▶ _GIVEN TEXT_:

---+---

Greg Roach's Berkshires Blog
Monday, August 18, 2008
Can 100 college presidents be wrong? Well... yes and no.
College presidents from about 100 of the nation's best-known universities, including Duke, Dartmouth and Ohio State, are calling on lawmakers to consider lowering the drinking age from 21 to 18, saying current laws actually encourage dangerous binge drinking on campus.
I have mixed feelings about lowering the drinking age, but I cannot say that I disagree with the sentiment the prohibition mentality regarding booze creates it owns set of problems, specifically binge drinking.

When I was a resident assistant in the dorms at the Culinary Institute of America in the 1990s (free room!!) the biggest problems I had had were related to severe binge drinking episodes by students aged 18-20. The trips to the local emergency room for alcohol poisoning became so routine that campus security seemed to be on a first name basis with all the ER staff.

I actually caught some grief for the Dean of Students during alcohol awareness week when, instead of a display showcasing the horrors of booze on my floor's bulletin board, I posted a simple note reminding my residents that they were in the food and beverage industry and had best learn to deal with alcohol on a rational and personal level. (Oh, ... And I mentioned that the school's zero-tolerance policy wasn't working. That didn't win me any awards with the administration.)

A few years back Williamstown Medical Associates stopped providing 24 hour on-call care at Williams College's health services clinic. The reason publicly given was higher insurance rates. The scuttlebutt around town was that they were constantly and primarily dealing with toxically-drunk kids at 3 in the morning. Liability may have played a role, but I suspect that babysitting a 19 year old who is puking her guts out after downing a liter of vodka and orange juice might have entered a few of the doc's thoughts.

---+---

▶ _WHAT TO WORK ON_:
(a) In the blog post about lowering the drinking age, what reason was publicly given for Williamstown Medical Associates ending 24-hour on-call care at Williams College's health services clinic?
(b) Write the next part of the blog post about lowering the drinking age, picking up after its final sentence.

---+---

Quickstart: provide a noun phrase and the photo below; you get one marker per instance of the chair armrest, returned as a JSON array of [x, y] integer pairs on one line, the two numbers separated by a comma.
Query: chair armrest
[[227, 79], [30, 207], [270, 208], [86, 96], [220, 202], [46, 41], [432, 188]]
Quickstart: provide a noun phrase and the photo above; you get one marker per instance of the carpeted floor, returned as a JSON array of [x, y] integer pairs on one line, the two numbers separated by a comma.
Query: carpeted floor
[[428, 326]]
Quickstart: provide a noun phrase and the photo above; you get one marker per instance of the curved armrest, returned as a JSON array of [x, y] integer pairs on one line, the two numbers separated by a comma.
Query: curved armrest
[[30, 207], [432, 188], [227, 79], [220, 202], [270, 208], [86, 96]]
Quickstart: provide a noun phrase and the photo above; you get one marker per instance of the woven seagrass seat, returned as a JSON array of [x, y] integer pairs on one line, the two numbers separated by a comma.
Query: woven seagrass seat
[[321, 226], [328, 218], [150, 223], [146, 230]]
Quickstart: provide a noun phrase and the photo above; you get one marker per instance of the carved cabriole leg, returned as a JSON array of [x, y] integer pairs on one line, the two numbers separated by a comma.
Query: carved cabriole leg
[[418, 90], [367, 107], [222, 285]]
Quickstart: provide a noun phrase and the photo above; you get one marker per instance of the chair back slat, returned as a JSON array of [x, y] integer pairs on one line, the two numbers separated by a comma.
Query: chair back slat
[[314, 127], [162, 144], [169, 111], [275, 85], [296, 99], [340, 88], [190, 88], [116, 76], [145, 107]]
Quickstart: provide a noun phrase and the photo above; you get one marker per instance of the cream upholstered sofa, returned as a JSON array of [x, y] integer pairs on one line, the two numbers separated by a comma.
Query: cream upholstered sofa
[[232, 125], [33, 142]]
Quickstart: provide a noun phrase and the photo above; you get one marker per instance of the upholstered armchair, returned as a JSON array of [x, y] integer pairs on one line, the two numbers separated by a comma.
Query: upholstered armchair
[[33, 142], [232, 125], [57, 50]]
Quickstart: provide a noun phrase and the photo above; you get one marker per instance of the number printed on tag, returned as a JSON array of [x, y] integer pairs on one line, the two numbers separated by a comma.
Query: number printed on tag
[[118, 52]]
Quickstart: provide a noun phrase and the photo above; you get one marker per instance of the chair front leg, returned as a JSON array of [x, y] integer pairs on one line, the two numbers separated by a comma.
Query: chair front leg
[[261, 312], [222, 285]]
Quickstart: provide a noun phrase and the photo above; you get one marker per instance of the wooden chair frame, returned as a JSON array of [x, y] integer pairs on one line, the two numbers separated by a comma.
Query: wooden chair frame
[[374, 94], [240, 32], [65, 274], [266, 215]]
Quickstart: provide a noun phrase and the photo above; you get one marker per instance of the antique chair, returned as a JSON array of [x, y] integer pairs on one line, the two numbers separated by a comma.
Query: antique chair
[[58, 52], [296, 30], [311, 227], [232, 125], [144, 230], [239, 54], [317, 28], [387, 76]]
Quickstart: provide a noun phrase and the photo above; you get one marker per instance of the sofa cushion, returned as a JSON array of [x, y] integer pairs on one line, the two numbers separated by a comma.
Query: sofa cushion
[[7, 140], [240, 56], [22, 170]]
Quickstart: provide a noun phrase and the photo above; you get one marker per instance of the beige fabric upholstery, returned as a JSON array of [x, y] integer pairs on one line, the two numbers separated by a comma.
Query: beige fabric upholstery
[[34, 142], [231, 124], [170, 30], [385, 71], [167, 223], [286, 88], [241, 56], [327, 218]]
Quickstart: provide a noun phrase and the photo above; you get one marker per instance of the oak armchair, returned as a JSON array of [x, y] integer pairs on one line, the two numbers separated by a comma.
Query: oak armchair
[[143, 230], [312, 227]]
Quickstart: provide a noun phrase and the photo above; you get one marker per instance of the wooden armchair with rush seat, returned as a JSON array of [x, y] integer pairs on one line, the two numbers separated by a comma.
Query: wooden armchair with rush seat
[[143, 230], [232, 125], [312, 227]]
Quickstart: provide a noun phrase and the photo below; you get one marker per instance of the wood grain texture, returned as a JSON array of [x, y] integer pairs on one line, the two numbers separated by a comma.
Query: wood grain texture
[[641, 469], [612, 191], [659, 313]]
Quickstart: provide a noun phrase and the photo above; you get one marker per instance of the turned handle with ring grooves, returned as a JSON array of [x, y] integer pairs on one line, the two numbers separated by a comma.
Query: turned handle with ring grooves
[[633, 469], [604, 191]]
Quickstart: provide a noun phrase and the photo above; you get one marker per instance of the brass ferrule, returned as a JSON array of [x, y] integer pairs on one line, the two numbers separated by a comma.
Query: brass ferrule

---+---

▶ _PER-TASK OUTPUTS_:
(a) Higher insurance rates.

(b)
It is my firm belief that if a person's formative experiences with alcohol are clandestine and illegal, that person has a higher chance of doing something severely stupid or having much bigger problems with alcoholism later in life. I have no data. I doubt such surveys exist. I just know what I've seen.

Until a decade, or so, ago, Wisconsin had a law on it's books that allowed a child aged 16 or above to have beer/wine at a restaurant if the kid was with his/her parents. The discretion was left to the bartender. Unfortunately Congress threatened to withhold federal highway money if the state did not adapt the zero tolerance, 21 year old approach. The law was changed.

To me, the old Wisconsin law makes a helluva lot more sense than saying; "At midnight you turn 21 and will magically gain the wisdom to handle your booze." Life doesn't work that way.
You cannot legislate social moral behavior. You can make laws, but by doing so most of the time you make things worse, ie: probation, blanket drug laws, gun control, etc. There has to be at least a modicum of common sense injected into the way lawmakers think, before they try to legislate the behavior of people. They have to have the balls to say to those social extremest ultra moral do gooders .....GO AWAY!
Binge drinking is a cultural problem that goes far beyond the specific problem because Americans are a binge culture — everything is too much, too fast. It's how we live. Binge drinking is a symptom.

I've always thought that the trade-off should be that for 18 to 22, you get either a liquor-buying license or a driver's license. You can't have both.

Anyhow, when I was a kid, drinking age was 18 in NY. We drank, sometimes to excess, often not. It really wasn't that big a deal. By the same token, the forbidden thing — pot — was what people went overboard for and, quite honestly, binged on. In fact, that's what turned me off pot entirely as a young man — watching people behave like that in regard to it was embarrassing. Perhaps I'd feel the same about booze in this current culture.
I like Wisconsin's idea, sort of a learner's permit for drinking.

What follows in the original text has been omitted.